-- Required action --
Write what follows the last sentence of the passage on transport links to and from Porbandar.

-- Passage --

_ _ _ _ _ _ _

The city is connected through National Highway 27, connecting to Rajkot and Ahmedabad. National Highway 8E Ext (also known as State Highway 6) connects to Jamnagar, Dwarka in the north and Veraval, Bhavnagar in the south.

Major public transport is covered by the private and government buses.

Many private coaches are available daily to Rajkot, Dwarka, Veraval, Junagadh, Ahmedabad, Jamnagar, Vadodra, Surat, and Mumbai.

===Rail===
Porbandar railway station connects Porbandar with major cities of state and the country. There are daily trains to Rajkot (via Jamnagar, Bhanwad and Upleta, Dhoraji, Gondal as well), Somnath (via Junagadh) and Mumbai (via Ahmedabad, Vadodra and Surat). There are also trains to Delhi, Muzaffarpur and Howrah connecting to major cities of Rajasthan, Uttar Pradesh, Vidarbha and West Bengal. A weekly train service connects Kochuveli, Thiruvananthapuram (Kerala) and Secunderabad (Hyderabad) with Porbandar via Mangalore, Calicut, Kochi and Quilon(Kollam).

_ _ _ _ _ _ _

-- Data shown --
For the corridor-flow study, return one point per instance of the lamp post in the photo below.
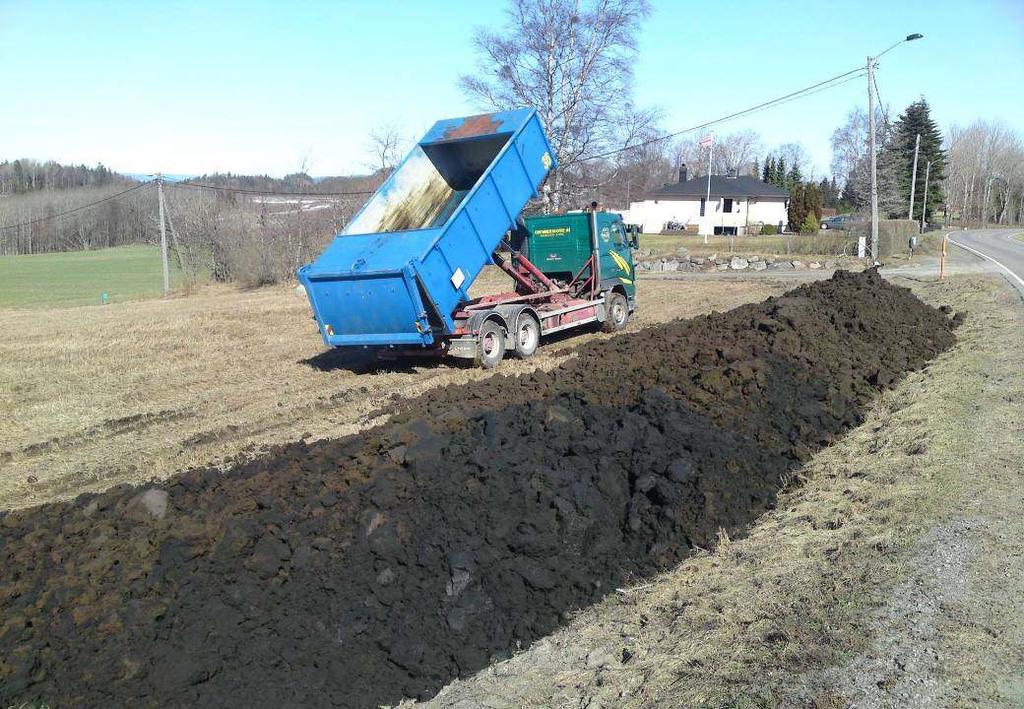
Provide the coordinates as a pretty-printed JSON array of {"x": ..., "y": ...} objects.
[
  {"x": 871, "y": 65},
  {"x": 924, "y": 206},
  {"x": 913, "y": 175}
]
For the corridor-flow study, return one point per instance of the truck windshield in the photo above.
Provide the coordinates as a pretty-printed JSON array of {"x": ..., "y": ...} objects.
[{"x": 428, "y": 186}]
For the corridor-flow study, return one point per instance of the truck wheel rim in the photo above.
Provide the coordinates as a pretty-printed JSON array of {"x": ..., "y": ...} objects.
[
  {"x": 489, "y": 344},
  {"x": 526, "y": 336}
]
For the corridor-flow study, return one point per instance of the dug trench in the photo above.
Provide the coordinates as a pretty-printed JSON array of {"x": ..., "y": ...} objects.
[{"x": 358, "y": 571}]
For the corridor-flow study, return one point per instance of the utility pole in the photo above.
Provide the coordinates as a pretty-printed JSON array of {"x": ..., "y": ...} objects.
[
  {"x": 711, "y": 152},
  {"x": 875, "y": 166},
  {"x": 924, "y": 206},
  {"x": 163, "y": 234},
  {"x": 913, "y": 176},
  {"x": 872, "y": 63}
]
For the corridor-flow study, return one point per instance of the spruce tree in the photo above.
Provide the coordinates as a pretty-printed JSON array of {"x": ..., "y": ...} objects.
[
  {"x": 798, "y": 208},
  {"x": 916, "y": 120},
  {"x": 794, "y": 177}
]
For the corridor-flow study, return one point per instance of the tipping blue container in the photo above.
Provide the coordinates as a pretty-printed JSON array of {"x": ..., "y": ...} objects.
[{"x": 402, "y": 265}]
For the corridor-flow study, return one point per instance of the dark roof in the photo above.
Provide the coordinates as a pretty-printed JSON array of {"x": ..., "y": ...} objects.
[{"x": 720, "y": 186}]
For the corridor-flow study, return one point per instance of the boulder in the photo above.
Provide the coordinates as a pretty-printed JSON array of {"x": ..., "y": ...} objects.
[{"x": 152, "y": 503}]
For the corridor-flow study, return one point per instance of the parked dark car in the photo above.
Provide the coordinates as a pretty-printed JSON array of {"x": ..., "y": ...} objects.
[{"x": 840, "y": 221}]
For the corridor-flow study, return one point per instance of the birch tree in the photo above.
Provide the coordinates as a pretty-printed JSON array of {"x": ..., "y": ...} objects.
[{"x": 572, "y": 60}]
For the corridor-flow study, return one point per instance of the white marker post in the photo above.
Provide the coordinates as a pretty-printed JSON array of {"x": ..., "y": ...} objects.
[{"x": 709, "y": 142}]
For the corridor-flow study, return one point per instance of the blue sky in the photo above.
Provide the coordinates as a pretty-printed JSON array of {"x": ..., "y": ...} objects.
[{"x": 256, "y": 87}]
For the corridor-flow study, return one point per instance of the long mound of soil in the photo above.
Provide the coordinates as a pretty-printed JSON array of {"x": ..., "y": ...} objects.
[{"x": 363, "y": 570}]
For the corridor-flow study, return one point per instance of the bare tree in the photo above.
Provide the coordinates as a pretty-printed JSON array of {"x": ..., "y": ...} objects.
[
  {"x": 985, "y": 173},
  {"x": 385, "y": 144},
  {"x": 572, "y": 59}
]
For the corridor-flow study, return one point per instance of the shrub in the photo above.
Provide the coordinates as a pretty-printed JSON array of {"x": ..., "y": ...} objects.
[{"x": 810, "y": 224}]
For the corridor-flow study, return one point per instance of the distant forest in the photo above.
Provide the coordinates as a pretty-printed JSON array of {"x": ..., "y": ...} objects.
[
  {"x": 223, "y": 231},
  {"x": 23, "y": 176}
]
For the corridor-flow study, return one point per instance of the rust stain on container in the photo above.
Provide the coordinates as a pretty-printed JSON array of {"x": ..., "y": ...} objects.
[{"x": 484, "y": 124}]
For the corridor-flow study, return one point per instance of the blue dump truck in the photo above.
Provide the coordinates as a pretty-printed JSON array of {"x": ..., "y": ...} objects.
[{"x": 397, "y": 278}]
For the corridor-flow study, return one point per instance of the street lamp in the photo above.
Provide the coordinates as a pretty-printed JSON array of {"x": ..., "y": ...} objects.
[
  {"x": 871, "y": 63},
  {"x": 924, "y": 206}
]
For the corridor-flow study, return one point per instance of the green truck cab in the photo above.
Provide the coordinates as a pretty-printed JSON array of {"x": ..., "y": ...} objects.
[{"x": 560, "y": 245}]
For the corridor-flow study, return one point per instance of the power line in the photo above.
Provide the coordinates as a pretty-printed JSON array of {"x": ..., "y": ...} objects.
[
  {"x": 78, "y": 209},
  {"x": 770, "y": 105},
  {"x": 807, "y": 90},
  {"x": 267, "y": 192}
]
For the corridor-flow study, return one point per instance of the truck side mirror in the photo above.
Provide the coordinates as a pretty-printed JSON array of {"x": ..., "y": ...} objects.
[{"x": 634, "y": 237}]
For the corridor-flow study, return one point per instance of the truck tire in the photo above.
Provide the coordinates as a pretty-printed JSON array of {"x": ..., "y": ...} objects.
[
  {"x": 489, "y": 344},
  {"x": 527, "y": 335},
  {"x": 616, "y": 311}
]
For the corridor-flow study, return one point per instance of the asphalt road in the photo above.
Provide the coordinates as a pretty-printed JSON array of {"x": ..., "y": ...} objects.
[{"x": 996, "y": 248}]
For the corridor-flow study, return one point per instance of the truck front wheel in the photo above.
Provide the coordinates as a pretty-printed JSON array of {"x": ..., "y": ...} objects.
[
  {"x": 616, "y": 311},
  {"x": 489, "y": 344}
]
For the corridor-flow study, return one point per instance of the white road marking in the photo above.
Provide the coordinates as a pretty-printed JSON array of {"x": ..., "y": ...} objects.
[{"x": 978, "y": 253}]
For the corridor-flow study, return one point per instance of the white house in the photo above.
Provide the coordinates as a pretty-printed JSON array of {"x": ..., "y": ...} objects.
[{"x": 737, "y": 206}]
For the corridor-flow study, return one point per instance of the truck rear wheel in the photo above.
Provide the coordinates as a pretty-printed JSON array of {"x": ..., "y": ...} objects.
[
  {"x": 527, "y": 335},
  {"x": 489, "y": 344},
  {"x": 616, "y": 311}
]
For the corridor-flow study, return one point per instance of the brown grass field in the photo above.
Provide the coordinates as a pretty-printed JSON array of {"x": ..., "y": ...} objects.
[
  {"x": 126, "y": 392},
  {"x": 887, "y": 574}
]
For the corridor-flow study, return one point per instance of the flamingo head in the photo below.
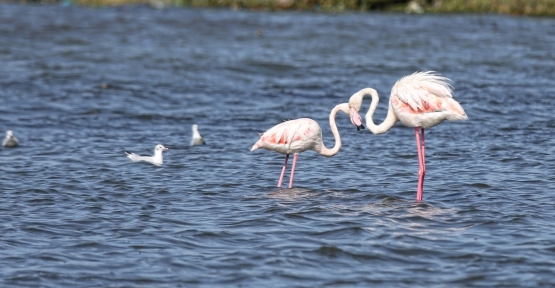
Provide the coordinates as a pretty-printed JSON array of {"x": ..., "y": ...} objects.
[{"x": 355, "y": 103}]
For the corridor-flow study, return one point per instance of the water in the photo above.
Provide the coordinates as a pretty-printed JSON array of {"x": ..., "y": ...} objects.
[{"x": 80, "y": 85}]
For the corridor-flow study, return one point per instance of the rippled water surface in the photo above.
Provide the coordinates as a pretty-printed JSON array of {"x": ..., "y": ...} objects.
[{"x": 80, "y": 85}]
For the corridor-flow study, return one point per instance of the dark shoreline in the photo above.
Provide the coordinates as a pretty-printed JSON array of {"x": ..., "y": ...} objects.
[{"x": 511, "y": 7}]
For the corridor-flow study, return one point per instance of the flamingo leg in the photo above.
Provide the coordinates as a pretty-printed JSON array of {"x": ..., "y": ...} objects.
[
  {"x": 295, "y": 156},
  {"x": 283, "y": 170},
  {"x": 421, "y": 162}
]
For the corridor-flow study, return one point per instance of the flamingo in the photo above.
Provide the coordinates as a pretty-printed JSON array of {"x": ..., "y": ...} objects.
[
  {"x": 421, "y": 100},
  {"x": 299, "y": 135},
  {"x": 157, "y": 159}
]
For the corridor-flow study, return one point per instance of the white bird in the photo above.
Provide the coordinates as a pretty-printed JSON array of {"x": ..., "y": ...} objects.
[
  {"x": 421, "y": 100},
  {"x": 197, "y": 138},
  {"x": 157, "y": 159},
  {"x": 10, "y": 140},
  {"x": 299, "y": 135}
]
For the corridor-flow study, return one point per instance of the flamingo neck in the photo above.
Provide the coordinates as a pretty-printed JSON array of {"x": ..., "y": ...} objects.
[
  {"x": 333, "y": 151},
  {"x": 390, "y": 119}
]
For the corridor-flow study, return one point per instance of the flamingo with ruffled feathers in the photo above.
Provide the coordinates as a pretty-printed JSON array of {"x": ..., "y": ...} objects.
[
  {"x": 299, "y": 135},
  {"x": 421, "y": 100}
]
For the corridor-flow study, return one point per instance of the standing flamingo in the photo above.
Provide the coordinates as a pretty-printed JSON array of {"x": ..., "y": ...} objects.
[
  {"x": 299, "y": 135},
  {"x": 421, "y": 100}
]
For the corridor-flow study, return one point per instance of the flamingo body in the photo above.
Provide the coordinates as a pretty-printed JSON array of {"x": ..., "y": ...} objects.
[
  {"x": 424, "y": 100},
  {"x": 291, "y": 137},
  {"x": 299, "y": 135},
  {"x": 421, "y": 100}
]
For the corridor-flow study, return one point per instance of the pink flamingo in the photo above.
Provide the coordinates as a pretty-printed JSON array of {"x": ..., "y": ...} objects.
[
  {"x": 299, "y": 135},
  {"x": 421, "y": 100}
]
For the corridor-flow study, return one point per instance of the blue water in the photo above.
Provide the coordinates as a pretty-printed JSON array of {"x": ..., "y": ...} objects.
[{"x": 80, "y": 85}]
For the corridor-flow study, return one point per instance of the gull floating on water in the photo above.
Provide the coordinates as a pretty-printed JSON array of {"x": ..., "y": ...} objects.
[
  {"x": 197, "y": 138},
  {"x": 10, "y": 140},
  {"x": 157, "y": 159}
]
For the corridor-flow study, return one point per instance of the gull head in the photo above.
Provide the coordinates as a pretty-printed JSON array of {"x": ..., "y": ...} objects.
[{"x": 160, "y": 148}]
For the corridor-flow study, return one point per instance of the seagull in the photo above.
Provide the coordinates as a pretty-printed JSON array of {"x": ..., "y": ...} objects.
[
  {"x": 156, "y": 159},
  {"x": 10, "y": 140},
  {"x": 197, "y": 138}
]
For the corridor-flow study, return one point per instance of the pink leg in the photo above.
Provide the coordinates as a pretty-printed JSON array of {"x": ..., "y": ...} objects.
[
  {"x": 419, "y": 191},
  {"x": 422, "y": 148},
  {"x": 283, "y": 170},
  {"x": 295, "y": 156}
]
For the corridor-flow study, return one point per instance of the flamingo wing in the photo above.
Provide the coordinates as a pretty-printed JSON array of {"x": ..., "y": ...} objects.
[
  {"x": 289, "y": 137},
  {"x": 423, "y": 91}
]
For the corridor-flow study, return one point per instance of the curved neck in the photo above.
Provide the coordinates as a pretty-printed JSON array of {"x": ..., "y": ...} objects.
[
  {"x": 333, "y": 151},
  {"x": 390, "y": 119}
]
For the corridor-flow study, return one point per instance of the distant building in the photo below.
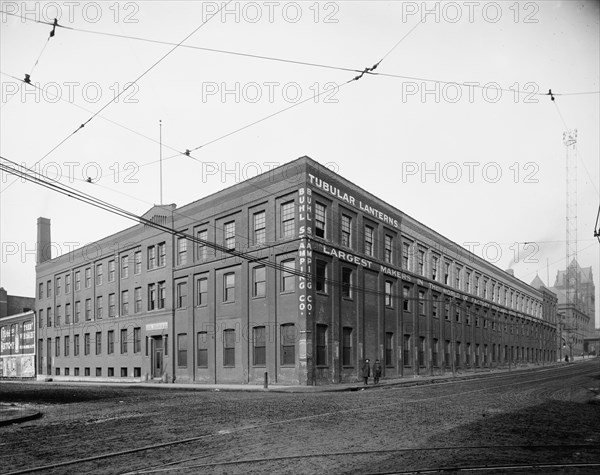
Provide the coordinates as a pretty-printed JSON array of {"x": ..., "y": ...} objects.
[
  {"x": 297, "y": 272},
  {"x": 578, "y": 317},
  {"x": 17, "y": 345}
]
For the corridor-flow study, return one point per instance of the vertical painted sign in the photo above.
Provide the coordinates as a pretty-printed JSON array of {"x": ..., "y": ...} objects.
[{"x": 305, "y": 300}]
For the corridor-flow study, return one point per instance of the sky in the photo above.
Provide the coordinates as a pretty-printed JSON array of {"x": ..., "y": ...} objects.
[{"x": 455, "y": 128}]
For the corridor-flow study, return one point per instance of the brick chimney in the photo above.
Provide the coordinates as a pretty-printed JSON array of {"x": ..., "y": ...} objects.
[{"x": 44, "y": 244}]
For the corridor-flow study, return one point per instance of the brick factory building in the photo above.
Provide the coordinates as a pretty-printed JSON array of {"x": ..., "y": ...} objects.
[{"x": 296, "y": 272}]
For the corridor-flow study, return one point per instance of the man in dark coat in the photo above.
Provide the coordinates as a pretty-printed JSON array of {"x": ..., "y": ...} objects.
[
  {"x": 366, "y": 371},
  {"x": 376, "y": 371}
]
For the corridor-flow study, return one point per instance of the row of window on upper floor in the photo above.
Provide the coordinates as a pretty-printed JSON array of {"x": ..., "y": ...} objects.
[{"x": 414, "y": 257}]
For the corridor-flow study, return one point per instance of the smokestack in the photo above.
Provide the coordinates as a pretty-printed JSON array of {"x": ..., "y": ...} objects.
[{"x": 44, "y": 249}]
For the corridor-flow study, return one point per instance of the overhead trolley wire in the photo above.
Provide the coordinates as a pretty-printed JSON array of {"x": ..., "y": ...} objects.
[{"x": 129, "y": 85}]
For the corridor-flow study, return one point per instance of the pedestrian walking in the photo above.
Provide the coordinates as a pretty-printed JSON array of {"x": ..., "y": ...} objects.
[
  {"x": 376, "y": 371},
  {"x": 366, "y": 371}
]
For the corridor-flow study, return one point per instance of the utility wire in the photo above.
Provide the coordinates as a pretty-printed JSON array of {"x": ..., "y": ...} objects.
[{"x": 129, "y": 85}]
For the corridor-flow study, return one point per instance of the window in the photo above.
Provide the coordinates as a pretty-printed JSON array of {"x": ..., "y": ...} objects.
[
  {"x": 99, "y": 274},
  {"x": 202, "y": 249},
  {"x": 229, "y": 347},
  {"x": 320, "y": 219},
  {"x": 124, "y": 341},
  {"x": 421, "y": 262},
  {"x": 98, "y": 343},
  {"x": 181, "y": 294},
  {"x": 434, "y": 267},
  {"x": 346, "y": 231},
  {"x": 137, "y": 262},
  {"x": 288, "y": 227},
  {"x": 110, "y": 340},
  {"x": 321, "y": 345},
  {"x": 229, "y": 234},
  {"x": 388, "y": 293},
  {"x": 111, "y": 271},
  {"x": 406, "y": 298},
  {"x": 124, "y": 303},
  {"x": 259, "y": 228},
  {"x": 288, "y": 344},
  {"x": 435, "y": 350},
  {"x": 321, "y": 277},
  {"x": 259, "y": 354},
  {"x": 202, "y": 349},
  {"x": 388, "y": 246},
  {"x": 182, "y": 350},
  {"x": 124, "y": 266},
  {"x": 111, "y": 305},
  {"x": 346, "y": 282},
  {"x": 405, "y": 255},
  {"x": 151, "y": 296},
  {"x": 137, "y": 340},
  {"x": 369, "y": 240},
  {"x": 162, "y": 254},
  {"x": 202, "y": 291},
  {"x": 161, "y": 294},
  {"x": 406, "y": 350},
  {"x": 151, "y": 257},
  {"x": 259, "y": 281},
  {"x": 181, "y": 251},
  {"x": 288, "y": 278},
  {"x": 389, "y": 349},
  {"x": 347, "y": 346},
  {"x": 229, "y": 287},
  {"x": 98, "y": 307},
  {"x": 421, "y": 351}
]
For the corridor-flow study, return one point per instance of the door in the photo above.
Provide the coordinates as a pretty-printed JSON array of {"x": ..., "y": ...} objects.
[{"x": 157, "y": 357}]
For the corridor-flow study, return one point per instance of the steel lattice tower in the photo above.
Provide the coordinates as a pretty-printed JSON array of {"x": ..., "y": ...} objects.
[{"x": 571, "y": 274}]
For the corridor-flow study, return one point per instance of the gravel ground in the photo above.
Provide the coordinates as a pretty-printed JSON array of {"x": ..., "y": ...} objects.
[{"x": 542, "y": 417}]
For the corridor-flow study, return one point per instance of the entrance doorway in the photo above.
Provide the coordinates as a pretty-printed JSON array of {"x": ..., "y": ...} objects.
[{"x": 157, "y": 356}]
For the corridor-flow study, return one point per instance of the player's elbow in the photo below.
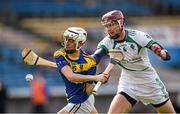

_ _ _ _ _ _ _

-- Exercise response --
===Airport===
Spicejet Flight was operational from Porbandar to Mumbai twice a week which has been stopped from 18-April-2026

== Sports ==
- Duleep School of Cricket Ground is one of two cricket grounds in Porbandar. It hosted six cricket matches from 1968 to 1986 before falling of the record. The ground is named after great Indian cricketer and Prince of Nawanagar Kumar Shri Duleepsinhji.
- Natwarsinhji Cricket Club Ground is one of two cricket grounds in Porbandar. It hosted a Ranji Trophy match in October 1960 between Saurashtra cricket team and Maharashtra cricket team. The Maharashtra team won by 10 wickets as the match had a low scores with Saurashtra scored 94 & 139 and Maharashtra scored 187 and 47/0. It was scheduled for three days but was completed in two. This was only cricket played on the ground.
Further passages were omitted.